Senin, 24 Oktober 2016



Bercermin dari Spirit Anak Tunarungu

Judul               : Menggapai Prestasi di Telaga Sunyi: Dinamika  Pendidikan  
  Kaum Tunarungu
Penyusun           :T. Priyo Widiyanto
Tebal               : i-xiv, 133 halaman
Penerbit             : Universitas Sanata Dharma

Kehadiran anak tunarungu merupakan aib bagi keluarga. Itulah sebabnya ketika keluarga dikarunia anak tunarungu, mereka menjadi sedih, kecewa, murung, malu dan minder. Di samping dianggap menurunkan derajat keluarga, anak tunarungu juga dipandang tidak memiliki masa depan. Anggapan ini sangat mendasar sebab anak tunarungu memiliki keterbatasan indera (tunabahasa dan tunawicara) yang bisa menghambat proses pengembangan diri, pengembangan pengetahuan, berinteraksi sosial, maupun dalam hal meraih pekerjaan. Akibatnya, kaum tunarungu sering dimarginalkan eksistensinya di tengah masyarakat.
Sesungguhnya anak tunarungu ingin tumbuh dan berkembang menjadi pribadi manusia seutuhnya. Mereka memiliki impian berkembang dalam pemikiran, kemampuan, karakter, tingkah laku sama seperti anak normal pada umumnya. Mereka ingin mengembangkan emosi, afeksi, kognitif, psikomotorik, dan spiritualitas. Mereka membutuhkan penerimaan dan kepercayaan diri untuk dihargai sebagai manusia. Dalam konteks inilah kehadiran orang lain menjadi signifikan. Hanya lewat berelasi dengan lain atau sesama, mereka akan menjadi manusia penuh dan utuh.

BAHAN YANG DISEDIAKAN:
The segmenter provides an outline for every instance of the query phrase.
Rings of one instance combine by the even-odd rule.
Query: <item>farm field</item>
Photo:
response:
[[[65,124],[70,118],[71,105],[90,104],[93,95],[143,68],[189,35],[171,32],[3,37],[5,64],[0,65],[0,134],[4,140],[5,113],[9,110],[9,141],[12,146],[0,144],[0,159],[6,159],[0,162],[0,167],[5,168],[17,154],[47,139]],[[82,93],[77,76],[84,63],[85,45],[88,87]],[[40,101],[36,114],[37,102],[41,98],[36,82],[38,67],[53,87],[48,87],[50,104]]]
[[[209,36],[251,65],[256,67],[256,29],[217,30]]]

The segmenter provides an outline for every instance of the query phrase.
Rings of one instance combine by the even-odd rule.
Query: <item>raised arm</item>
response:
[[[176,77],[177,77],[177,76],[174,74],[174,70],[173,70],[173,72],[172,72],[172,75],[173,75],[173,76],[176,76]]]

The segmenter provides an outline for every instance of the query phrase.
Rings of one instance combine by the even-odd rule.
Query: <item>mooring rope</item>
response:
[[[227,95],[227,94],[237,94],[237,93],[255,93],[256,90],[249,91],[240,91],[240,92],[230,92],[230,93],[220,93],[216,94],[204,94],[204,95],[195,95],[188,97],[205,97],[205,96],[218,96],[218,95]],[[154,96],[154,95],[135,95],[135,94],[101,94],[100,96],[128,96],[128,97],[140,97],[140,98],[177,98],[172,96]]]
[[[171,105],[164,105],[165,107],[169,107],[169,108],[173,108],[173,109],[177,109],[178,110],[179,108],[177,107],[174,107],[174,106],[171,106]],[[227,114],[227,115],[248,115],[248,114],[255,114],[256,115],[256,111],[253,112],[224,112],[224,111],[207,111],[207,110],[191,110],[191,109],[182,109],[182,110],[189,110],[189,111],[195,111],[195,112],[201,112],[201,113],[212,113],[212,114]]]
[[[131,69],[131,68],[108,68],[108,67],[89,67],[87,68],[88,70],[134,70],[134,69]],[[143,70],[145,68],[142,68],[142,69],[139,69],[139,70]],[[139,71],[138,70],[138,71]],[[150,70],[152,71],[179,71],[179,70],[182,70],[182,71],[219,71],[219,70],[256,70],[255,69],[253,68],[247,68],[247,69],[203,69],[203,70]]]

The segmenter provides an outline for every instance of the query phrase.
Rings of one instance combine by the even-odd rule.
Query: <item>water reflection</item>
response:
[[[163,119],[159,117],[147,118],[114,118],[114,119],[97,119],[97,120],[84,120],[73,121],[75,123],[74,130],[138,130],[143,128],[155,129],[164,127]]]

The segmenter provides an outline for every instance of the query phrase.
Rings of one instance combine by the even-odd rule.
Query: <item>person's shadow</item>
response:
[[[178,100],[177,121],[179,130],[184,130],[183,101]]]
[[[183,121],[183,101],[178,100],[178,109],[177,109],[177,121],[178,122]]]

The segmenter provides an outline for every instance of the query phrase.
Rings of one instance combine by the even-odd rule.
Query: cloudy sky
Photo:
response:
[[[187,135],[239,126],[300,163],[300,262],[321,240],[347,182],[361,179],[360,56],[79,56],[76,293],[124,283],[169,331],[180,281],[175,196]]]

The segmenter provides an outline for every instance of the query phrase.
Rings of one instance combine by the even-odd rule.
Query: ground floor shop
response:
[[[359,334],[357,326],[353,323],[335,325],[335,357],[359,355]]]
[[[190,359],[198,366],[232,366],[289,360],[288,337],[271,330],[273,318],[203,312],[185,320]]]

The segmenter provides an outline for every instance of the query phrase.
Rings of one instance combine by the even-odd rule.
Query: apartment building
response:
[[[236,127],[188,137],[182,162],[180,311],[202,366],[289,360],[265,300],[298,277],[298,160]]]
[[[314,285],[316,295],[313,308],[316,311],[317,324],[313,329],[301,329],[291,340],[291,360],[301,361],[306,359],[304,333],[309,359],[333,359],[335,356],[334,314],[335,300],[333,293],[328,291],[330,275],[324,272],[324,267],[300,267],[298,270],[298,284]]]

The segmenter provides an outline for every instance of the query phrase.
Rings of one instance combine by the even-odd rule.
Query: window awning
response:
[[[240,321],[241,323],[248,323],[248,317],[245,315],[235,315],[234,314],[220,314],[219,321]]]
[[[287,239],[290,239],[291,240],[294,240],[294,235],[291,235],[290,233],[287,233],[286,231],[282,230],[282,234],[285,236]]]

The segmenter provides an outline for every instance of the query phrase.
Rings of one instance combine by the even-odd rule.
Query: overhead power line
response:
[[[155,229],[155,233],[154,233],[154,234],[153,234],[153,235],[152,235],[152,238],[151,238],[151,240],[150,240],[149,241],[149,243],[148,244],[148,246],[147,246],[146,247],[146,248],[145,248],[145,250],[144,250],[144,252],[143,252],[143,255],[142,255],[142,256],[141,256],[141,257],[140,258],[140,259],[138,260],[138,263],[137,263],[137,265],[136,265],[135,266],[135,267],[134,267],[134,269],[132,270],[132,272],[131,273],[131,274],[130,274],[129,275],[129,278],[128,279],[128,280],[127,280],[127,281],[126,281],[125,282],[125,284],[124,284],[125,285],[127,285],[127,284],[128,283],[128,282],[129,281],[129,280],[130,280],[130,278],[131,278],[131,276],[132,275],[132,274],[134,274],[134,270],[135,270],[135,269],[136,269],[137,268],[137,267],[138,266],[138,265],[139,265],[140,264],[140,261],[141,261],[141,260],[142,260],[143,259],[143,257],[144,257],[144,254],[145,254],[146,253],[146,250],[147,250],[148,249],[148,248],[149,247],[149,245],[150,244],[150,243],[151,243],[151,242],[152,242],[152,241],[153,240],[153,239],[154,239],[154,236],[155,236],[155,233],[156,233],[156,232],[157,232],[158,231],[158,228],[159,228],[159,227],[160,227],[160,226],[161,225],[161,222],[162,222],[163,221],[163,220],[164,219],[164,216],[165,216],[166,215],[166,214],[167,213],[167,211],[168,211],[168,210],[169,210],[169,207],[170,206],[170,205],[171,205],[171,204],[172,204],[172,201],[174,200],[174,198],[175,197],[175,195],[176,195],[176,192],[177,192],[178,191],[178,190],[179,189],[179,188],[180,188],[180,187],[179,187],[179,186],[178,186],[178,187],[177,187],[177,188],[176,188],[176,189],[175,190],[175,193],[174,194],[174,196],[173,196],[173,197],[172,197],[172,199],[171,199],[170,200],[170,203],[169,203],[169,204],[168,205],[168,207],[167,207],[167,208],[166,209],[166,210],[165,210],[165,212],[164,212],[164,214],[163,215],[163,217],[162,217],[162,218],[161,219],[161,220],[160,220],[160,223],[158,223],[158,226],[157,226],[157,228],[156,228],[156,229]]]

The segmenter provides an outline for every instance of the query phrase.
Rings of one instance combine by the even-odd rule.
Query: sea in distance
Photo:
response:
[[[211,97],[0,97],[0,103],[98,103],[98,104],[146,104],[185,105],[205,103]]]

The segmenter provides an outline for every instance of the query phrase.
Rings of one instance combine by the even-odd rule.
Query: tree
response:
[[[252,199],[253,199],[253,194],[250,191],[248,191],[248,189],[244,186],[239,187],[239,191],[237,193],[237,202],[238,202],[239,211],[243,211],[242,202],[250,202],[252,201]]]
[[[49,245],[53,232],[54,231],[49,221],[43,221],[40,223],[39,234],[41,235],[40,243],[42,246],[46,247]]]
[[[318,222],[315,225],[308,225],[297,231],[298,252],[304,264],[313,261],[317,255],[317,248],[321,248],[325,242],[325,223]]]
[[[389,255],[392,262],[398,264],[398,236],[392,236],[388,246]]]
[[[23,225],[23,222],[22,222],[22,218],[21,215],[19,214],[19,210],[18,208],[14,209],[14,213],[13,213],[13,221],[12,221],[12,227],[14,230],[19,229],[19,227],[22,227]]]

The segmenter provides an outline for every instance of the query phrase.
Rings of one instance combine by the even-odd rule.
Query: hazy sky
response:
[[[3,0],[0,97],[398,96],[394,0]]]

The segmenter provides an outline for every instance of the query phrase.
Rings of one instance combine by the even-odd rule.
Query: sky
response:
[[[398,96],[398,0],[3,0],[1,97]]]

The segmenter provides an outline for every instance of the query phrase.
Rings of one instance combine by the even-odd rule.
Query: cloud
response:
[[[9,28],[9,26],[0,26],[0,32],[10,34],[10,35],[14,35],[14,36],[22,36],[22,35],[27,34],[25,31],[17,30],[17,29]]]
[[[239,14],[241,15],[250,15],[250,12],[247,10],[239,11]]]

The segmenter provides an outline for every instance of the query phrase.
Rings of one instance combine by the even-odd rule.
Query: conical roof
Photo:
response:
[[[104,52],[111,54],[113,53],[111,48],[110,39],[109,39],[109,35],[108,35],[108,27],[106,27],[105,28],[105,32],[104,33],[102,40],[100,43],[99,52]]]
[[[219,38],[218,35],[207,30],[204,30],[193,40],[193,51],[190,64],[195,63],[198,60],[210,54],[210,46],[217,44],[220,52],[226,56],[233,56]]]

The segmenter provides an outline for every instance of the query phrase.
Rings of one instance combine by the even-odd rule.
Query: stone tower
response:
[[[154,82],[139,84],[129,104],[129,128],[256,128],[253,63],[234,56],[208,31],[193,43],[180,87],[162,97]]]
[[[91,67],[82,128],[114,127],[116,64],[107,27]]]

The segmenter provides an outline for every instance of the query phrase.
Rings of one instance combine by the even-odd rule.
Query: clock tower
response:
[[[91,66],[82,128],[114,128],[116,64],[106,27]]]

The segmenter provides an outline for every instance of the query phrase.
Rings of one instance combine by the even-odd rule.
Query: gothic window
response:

SOAL:
[a] Tolong jelaskan dalam satu sampai tiga kalimat mengapa resensi buku tentang pendidikan kaum tunarungu menyebut anggapan bahwa anak tunarungu tidak memiliki masa depan "sangat mendasar".
[b] Tuliskan kembali bagian resensi buku tentang pendidikan kaum tunarungu dari "Senin, 24 Oktober" sampai "di tengah masyarakat." tanpa mengubah satu kata pun.

HASIL YANG DIHARAPKAN:
[a] Anggapan itu disebut sangat mendasar karena anak tunarungu memiliki keterbatasan indera, yaitu tunabahasa dan tunawicara. Keterbatasan ini bisa menghambat pengembangan diri, pengembangan pengetahuan, interaksi sosial, dan upaya meraih pekerjaan.

[b]
Senin, 24 Oktober 2016



Bercermin dari Spirit Anak Tunarungu

Judul               : Menggapai Prestasi di Telaga Sunyi: Dinamika  Pendidikan  
  Kaum Tunarungu
Penyusun           :T. Priyo Widiyanto
Tebal               : i-xiv, 133 halaman
Penerbit             : Universitas Sanata Dharma

Kehadiran anak tunarungu merupakan aib bagi keluarga. Itulah sebabnya ketika keluarga dikarunia anak tunarungu, mereka menjadi sedih, kecewa, murung, malu dan minder. Di samping dianggap menurunkan derajat keluarga, anak tunarungu juga dipandang tidak memiliki masa depan. Anggapan ini sangat mendasar sebab anak tunarungu memiliki keterbatasan indera (tunabahasa dan tunawicara) yang bisa menghambat proses pengembangan diri, pengembangan pengetahuan, berinteraksi sosial, maupun dalam hal meraih pekerjaan. Akibatnya, kaum tunarungu sering dimarginalkan eksistensinya di tengah masyarakat.